(What is needed):
Find each line in the entries below that contains the word "above" and copy those lines.

(Data supplied):
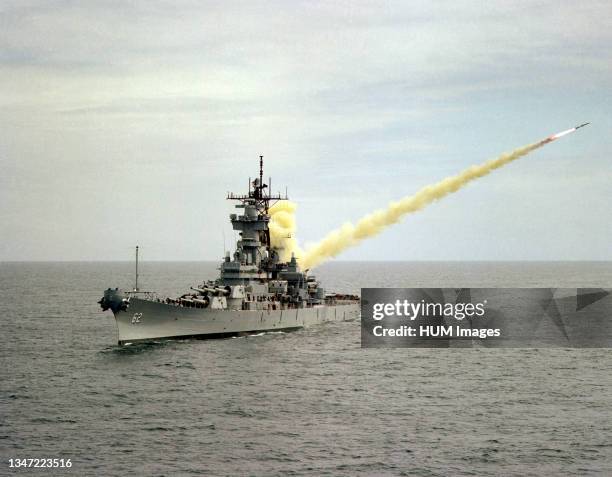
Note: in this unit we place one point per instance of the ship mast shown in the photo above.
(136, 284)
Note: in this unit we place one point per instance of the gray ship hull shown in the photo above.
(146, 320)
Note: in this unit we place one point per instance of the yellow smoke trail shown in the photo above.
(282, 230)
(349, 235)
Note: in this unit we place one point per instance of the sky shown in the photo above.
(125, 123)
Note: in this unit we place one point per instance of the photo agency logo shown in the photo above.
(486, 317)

---

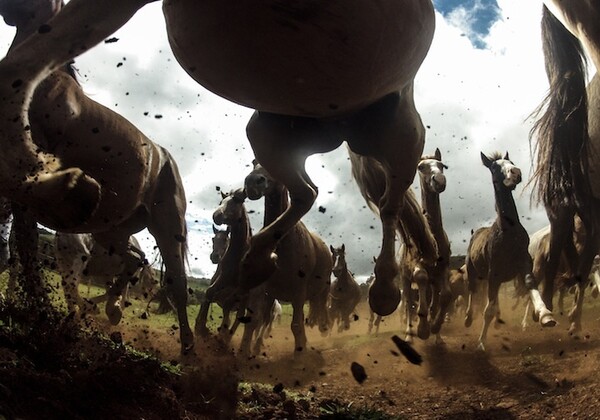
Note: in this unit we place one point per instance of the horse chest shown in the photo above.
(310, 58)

(Expected output):
Note: in this unit we place one point per instance of the ship mast shown in the photo above.
Note: in this unit we place one point per instance of the gray ship hull shown in the photo above.
Note: in this unit we place one point per instance of the yellow smoke trail shown in the photo above.
Note: in this unit we place one point per instance of the sky shown in the photo above.
Note: in this unit we place one point per instance of the photo agency logo shown in the photo above.
Note: in this unit we place one point per instance of the horse chest shown in the photo above.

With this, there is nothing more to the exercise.